▸ Task to complete
Please output every one of the entries below verbatim, line for line, without changing anything.

▸ Supplied records
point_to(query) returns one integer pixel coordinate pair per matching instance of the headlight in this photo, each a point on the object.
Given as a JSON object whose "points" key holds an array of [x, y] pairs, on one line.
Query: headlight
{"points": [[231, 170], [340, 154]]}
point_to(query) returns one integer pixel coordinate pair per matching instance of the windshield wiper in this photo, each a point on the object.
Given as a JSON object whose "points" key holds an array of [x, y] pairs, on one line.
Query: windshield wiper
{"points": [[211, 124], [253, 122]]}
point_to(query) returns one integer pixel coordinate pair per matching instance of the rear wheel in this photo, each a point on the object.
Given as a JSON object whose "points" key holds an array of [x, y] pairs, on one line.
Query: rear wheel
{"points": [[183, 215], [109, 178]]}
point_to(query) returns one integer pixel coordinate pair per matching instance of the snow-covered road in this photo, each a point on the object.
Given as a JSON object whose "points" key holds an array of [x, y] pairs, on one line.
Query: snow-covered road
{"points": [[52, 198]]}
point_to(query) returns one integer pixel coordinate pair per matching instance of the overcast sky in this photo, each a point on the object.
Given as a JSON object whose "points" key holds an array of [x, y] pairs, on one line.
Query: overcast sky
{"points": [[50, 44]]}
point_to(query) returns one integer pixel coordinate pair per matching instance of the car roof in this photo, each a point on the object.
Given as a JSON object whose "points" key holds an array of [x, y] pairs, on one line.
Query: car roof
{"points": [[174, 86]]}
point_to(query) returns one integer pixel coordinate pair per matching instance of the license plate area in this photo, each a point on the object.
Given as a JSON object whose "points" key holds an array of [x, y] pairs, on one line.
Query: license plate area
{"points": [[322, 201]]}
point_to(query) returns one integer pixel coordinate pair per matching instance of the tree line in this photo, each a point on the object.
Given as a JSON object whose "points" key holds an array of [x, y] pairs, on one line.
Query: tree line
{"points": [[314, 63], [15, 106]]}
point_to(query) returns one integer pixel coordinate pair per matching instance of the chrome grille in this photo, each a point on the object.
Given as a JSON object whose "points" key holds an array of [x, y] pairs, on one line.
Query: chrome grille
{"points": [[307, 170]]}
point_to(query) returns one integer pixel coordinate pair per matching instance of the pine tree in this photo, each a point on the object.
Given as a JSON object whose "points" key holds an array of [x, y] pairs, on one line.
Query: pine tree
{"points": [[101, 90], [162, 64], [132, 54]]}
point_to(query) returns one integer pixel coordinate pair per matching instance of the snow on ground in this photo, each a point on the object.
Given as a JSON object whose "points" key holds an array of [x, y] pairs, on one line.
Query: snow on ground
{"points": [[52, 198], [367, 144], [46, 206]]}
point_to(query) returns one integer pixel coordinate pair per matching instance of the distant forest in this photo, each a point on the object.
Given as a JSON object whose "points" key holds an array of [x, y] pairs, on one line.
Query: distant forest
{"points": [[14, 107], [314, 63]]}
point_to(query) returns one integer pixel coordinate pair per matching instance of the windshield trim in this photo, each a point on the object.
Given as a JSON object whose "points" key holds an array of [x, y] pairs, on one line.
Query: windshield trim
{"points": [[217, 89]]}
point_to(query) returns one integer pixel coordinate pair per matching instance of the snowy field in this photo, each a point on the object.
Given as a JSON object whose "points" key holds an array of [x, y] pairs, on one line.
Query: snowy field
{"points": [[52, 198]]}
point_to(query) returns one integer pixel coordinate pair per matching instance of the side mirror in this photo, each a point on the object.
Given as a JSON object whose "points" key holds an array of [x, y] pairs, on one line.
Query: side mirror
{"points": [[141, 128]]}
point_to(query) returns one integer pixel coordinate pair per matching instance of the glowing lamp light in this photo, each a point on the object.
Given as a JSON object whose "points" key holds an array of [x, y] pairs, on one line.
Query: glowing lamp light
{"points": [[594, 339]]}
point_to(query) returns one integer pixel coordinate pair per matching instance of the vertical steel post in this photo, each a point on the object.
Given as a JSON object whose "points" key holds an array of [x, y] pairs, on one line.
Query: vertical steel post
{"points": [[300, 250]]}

▸ Answer for the task
point_to(query) returns one integer pixel coordinate pair per matching instance of the headlight in this photo, each a point on the object.
Given as a JSON object whose "points" key holds an array of [x, y] pairs, on one line.
Query: headlight
{"points": [[231, 170], [340, 154]]}
point_to(query) returns one integer pixel coordinate pair per matching instance of the windshield wiper in this photo, each a point on the object.
Given as a JSON object whose "points" key holds an array of [x, y] pairs, on one line.
Query: windshield wiper
{"points": [[211, 124], [253, 122]]}
point_to(query) returns one integer pixel coordinate pair per matching instance of the rear wheel in this photo, each a point on the object.
Given as a JSON object whose "points" key holds an array of [x, y] pairs, on one line.
Query: rear wheel
{"points": [[183, 215], [109, 178]]}
point_to(query) returns one integer pixel coordinate pair per matching instance of the snow-covered road in this photo, each a point on the object.
Given as a JSON object whose "points" key holds an array of [x, y] pairs, on one line.
Query: snow-covered road
{"points": [[52, 198]]}
point_to(query) returns one integer pixel coordinate pair per matching instance of the overcast sky in this photo, each a point on the object.
Given as a JSON object whose "points" key holds an array of [x, y] pairs, on one line.
Query: overcast sky
{"points": [[50, 44]]}
point_to(query) returns one integer pixel coordinate pair per matching instance of the car roof in this photo, each a point on the object.
Given as a JSON object whose "points" key holds an array of [x, y] pairs, on one line.
Query: car roof
{"points": [[174, 86]]}
point_to(query) returns one integer pixel coordinate pair per matching instance of the license plate area in this photo, each a point on the object.
Given as a JSON object whose "points" key holds an array of [x, y] pairs, on one line.
Query: license plate area
{"points": [[322, 201]]}
point_to(query) returns one integer pixel coordinate pair per matching instance of the tree line in this photo, each a point on the object.
Given as a JSON object whose "points" key holds an array of [x, y] pairs, on one line.
Query: tree line
{"points": [[314, 63], [15, 106]]}
point_to(query) returns one integer pixel coordinate pair per matching instance of the chrome grille in this photo, each a point on the object.
Given as a JSON object whose "points" key holds an array of [x, y] pairs, on one line.
Query: chrome grille
{"points": [[307, 170]]}
point_to(query) returns one integer pixel coordinate pair per matching instance of the pine tree in this photo, each a point on the object.
Given as a JSON object whose "points" key holds an array of [x, y] pairs, on one line.
Query: pine tree
{"points": [[101, 90], [162, 64], [132, 54]]}
point_to(query) returns one integer pixel coordinate pair per matching instance of the snow on ground in this photo, each a point on the object.
Given as a JSON object whose "points" key holds an array of [x, y] pairs, on one line.
Query: snow on ground
{"points": [[52, 198], [367, 144], [46, 206]]}
point_to(query) returns one integer pixel coordinate pair per matching instance of the distant forest in this photo, each a point on the object.
Given as a JSON object whose "points" key holds an array of [x, y] pairs, on one line.
Query: distant forest
{"points": [[14, 107], [314, 63]]}
point_to(query) returns one integer pixel coordinate pair per matching instance of the windshield trim in this photo, each a point on the object.
Given as a JSON object whose "points" key holds an array of [x, y] pairs, on one line.
Query: windshield trim
{"points": [[217, 89]]}
point_to(query) returns one integer pixel coordinate pair per matching instance of the snowy field in this photo, each a point on the object.
Given as a JSON object whose "points" key holds an array of [x, y] pairs, on one line.
Query: snowy field
{"points": [[52, 198]]}
point_to(query) returns one integer pixel coordinate pair per matching instance of the side mirror in this photo, each a point on the object.
Given as a JSON object whose "points" key holds an array of [x, y] pairs, on one line.
Query: side mirror
{"points": [[141, 128]]}
point_to(query) returns one integer pixel coordinate pair per matching instance of the glowing lamp light in this photo, each a point on the object.
Given as a JSON object whose "points" key holds an array of [x, y] pairs, on one line.
Query: glowing lamp light
{"points": [[594, 339]]}
point_to(query) returns one integer pixel coordinate pair per matching instance of the vertical steel post in this photo, each a point on the object.
Given as a JSON object whose "points" key holds an array of [x, y] pairs, on one line.
Query: vertical steel post
{"points": [[300, 250]]}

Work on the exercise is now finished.